## EXCERPTED TEXT:
============================================================

# My Bradford White Nightmare has just begun



## Master Mark (Aug 14, 2009)

Its bad enough I got to deal with a defective gas valve on Rheem,,,, but
now Bradford white has a defective anode rod in their heaters and it 
makes the faucet spit air and all sorts of god awful stuff out of all the 
hot water faucets......

So I go out to change the rod in one and it turns out it needs a socket set 
and a cheater bar to change the frigging thing out and I got the wrong one..
I lose my cool and just tear the dam thing out and install a Rheem electirc for the 
lady in less than an hour..... 
I drain the 5 week old bradford white electric in the driveway and the stuff pouring 
out of the heater looks like donkey cum.....

they got troubles now too.....when will it all end???


----------



## ShtRnsdownhill (Jan 13, 2016)

years ago I forgot what brand, but the dip tubes disintegrated into little white pieces and they had a campaign to replace them, they were paying some cheapo price for plumbers to do it, again it was long ago and i dont remember the details...it wasnt worth it because the customer expected you to clean all the airators on the sinks and wherever else the crap collected and caused issues..and I can bet where most of the problem parts came from..CHINA...


----------



## Master Mark (Aug 14, 2009)

ShtRnsdownhill said:


> years ago I forgot what brand, but the dip tubes disintegrated into little white pieces and they had a campaign to replace them, they were paying some cheapo price for plumbers to do it, again it was long ago and i dont remember the details...it wasnt worth it because the customer expected you to clean all the airators on the sinks and wherever else the crap collected and caused issues..and I can bet where most of the problem parts came from..CHINA...

============================================================

## DATA FOR REVIEW:
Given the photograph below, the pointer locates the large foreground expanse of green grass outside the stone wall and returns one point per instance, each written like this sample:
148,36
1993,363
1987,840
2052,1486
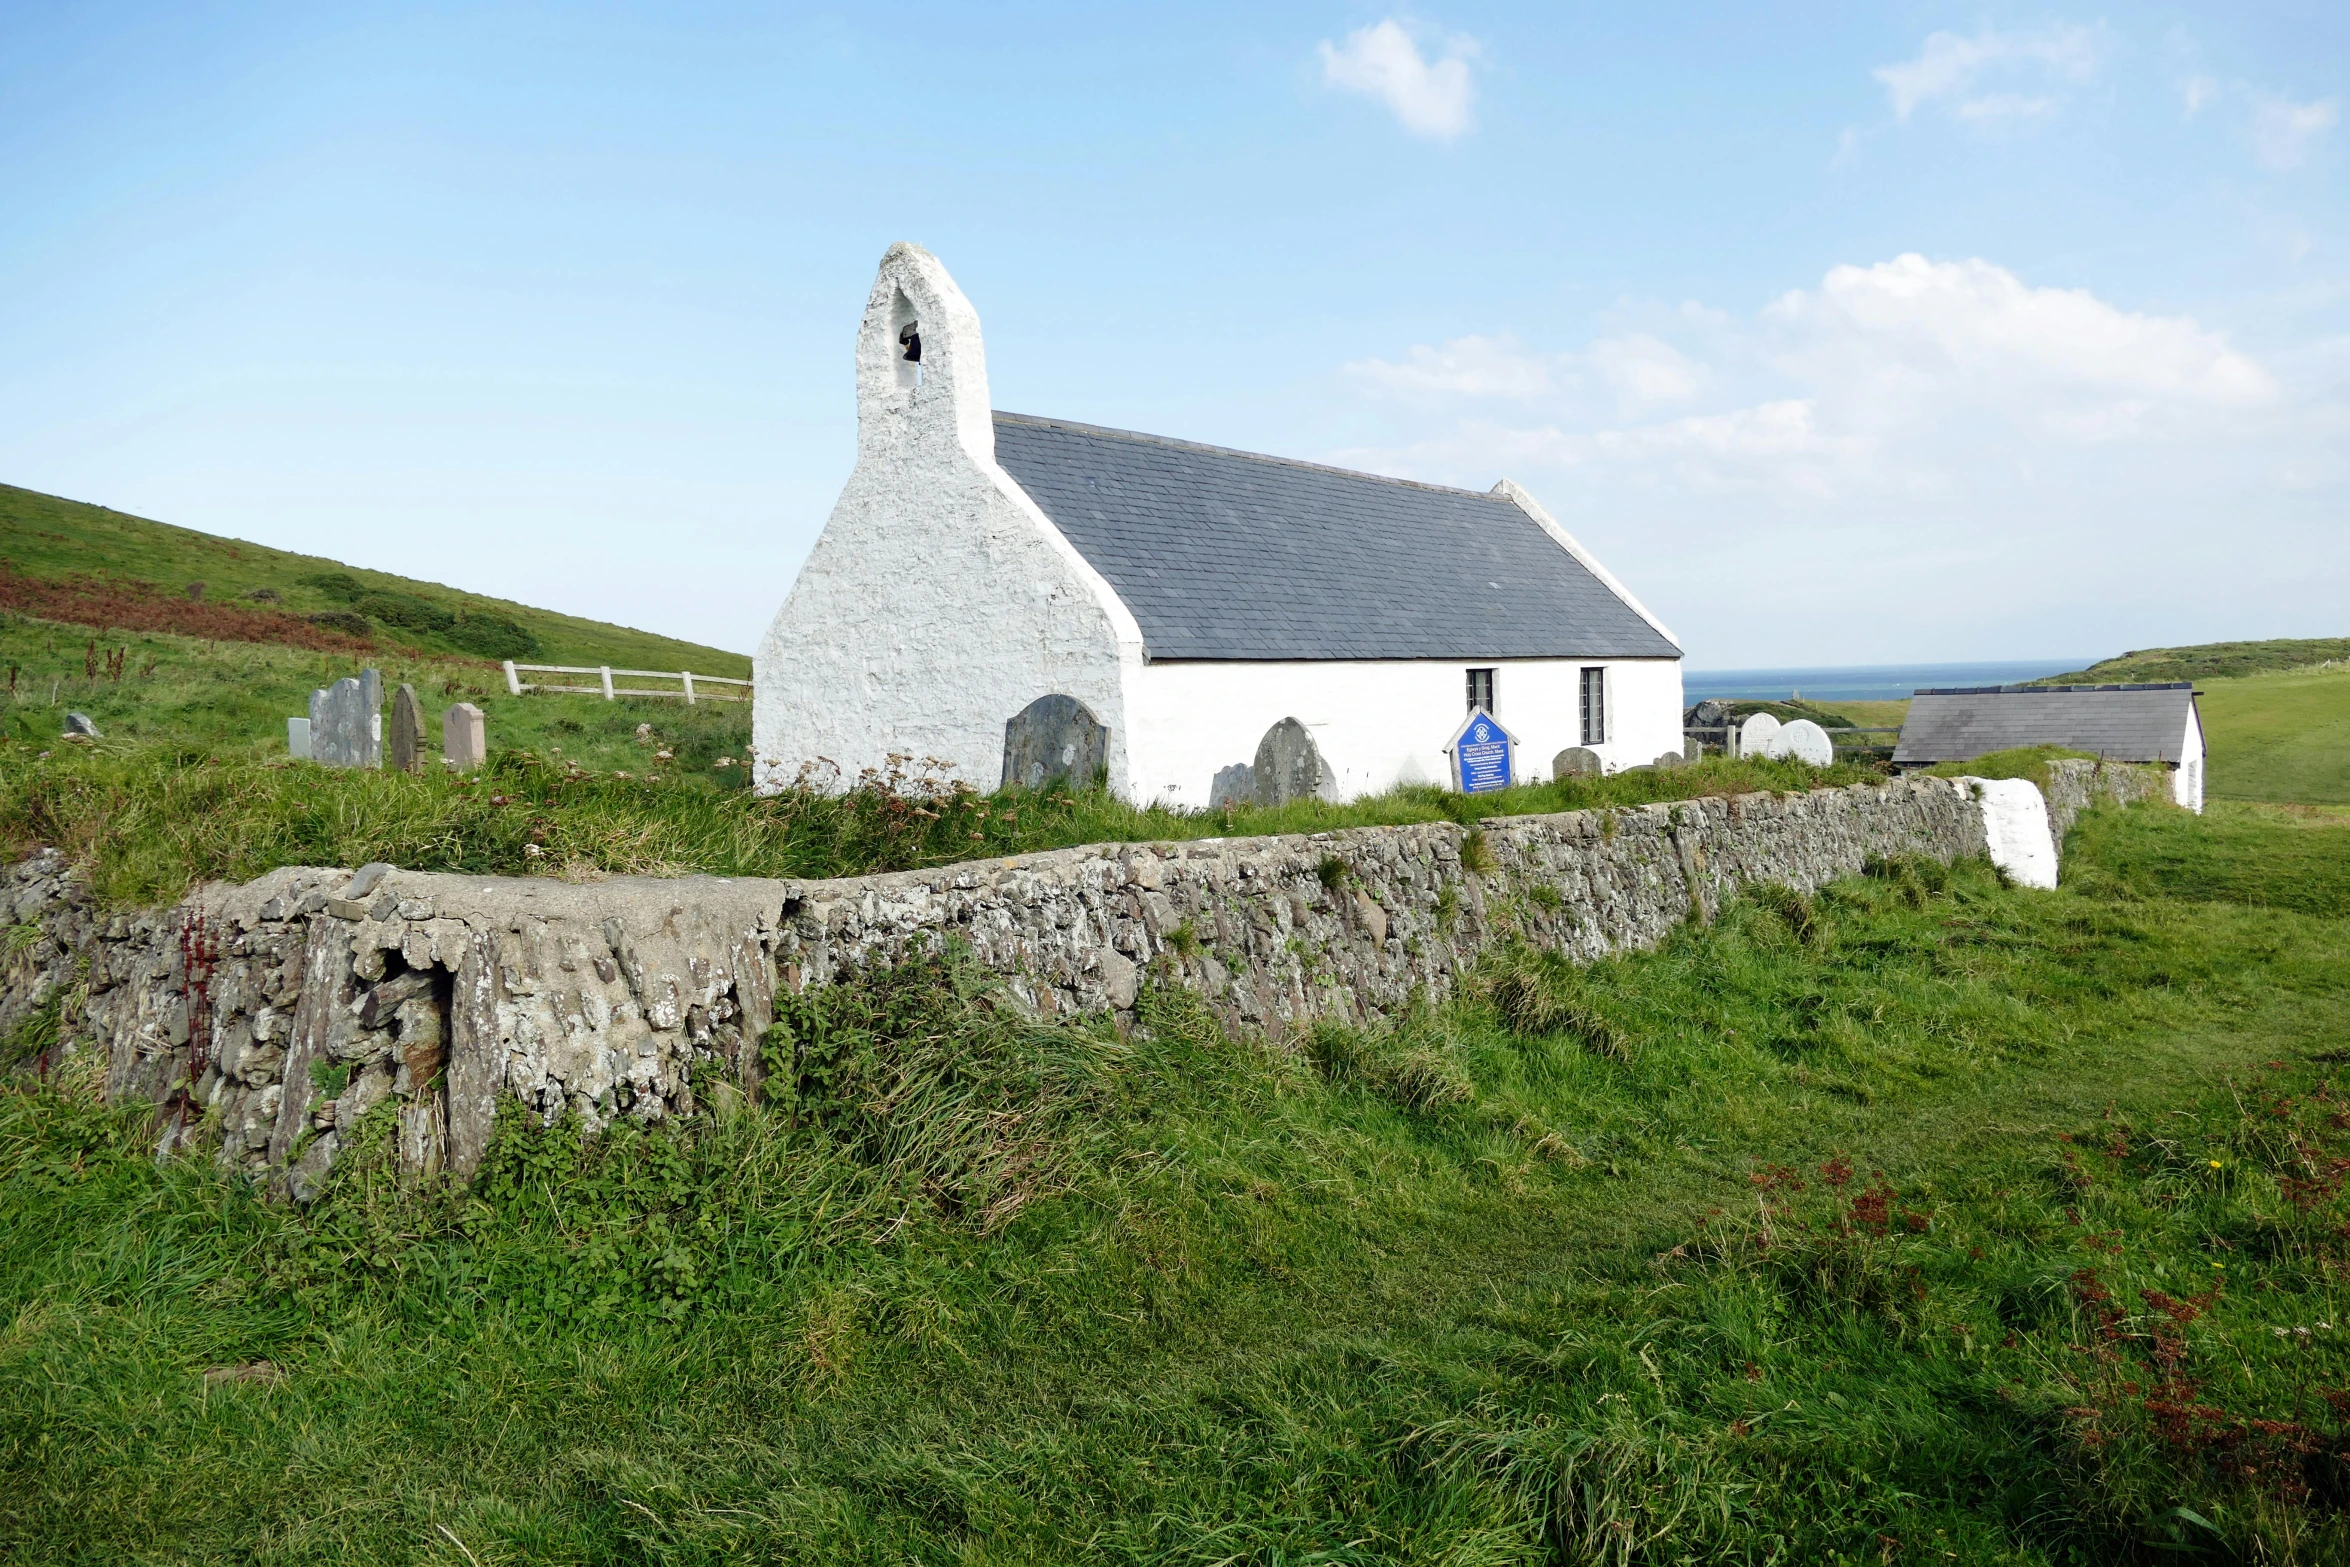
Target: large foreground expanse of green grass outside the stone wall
1919,1220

============================================================

## LIST OF TASKS:
[a] In the water heater forum thread, translate this sentence into Spanish: "they got troubles now too.....when will it all end???"
[b] Write the next part of the water heater forum thread, picking up after its last line.

## WRITTEN RESPONSES:
[a] ahora ellos también tienen problemas... ¿cuándo va a terminar todo esto?

[b]
> [/QUOTE]
> 
> That was Smith back in the 90s...they got the brunt of that problem
> and that was a cluster/uck.....


----------



## GAN (Jul 10, 2012)

ShtRnsdownhill said:


> years ago I forgot what brand, but the dip tubes disintegrated into little white pieces and they had a campaign to replace them, they were paying some cheapo price for plumbers to do it, again it was long ago and i dont remember the details...it wasnt worth it because the customer expected you to clean all the airators on the sinks and wherever else the crap collected and caused issues..and I can bet where most of the problem parts came from..CHINA...



Yep the company I worked for was a Bradford White factory rep. There was a bad plastic mix and the dip tubes disintegrated plugging everything including dishwashers, faucets, etc. The manufacture sold dip tubes to several WH manufactures. We were seeing people having to replace washers, dish washers. WH companies were not standing up. I got ahold of my local county newspaper ands since I was a local inspector they ran the story. May have helped some home owners re-coupe the costs since al the WH manufacture would cover was the dip tube replacement.


----------



## Wolynge (Feb 11, 2021)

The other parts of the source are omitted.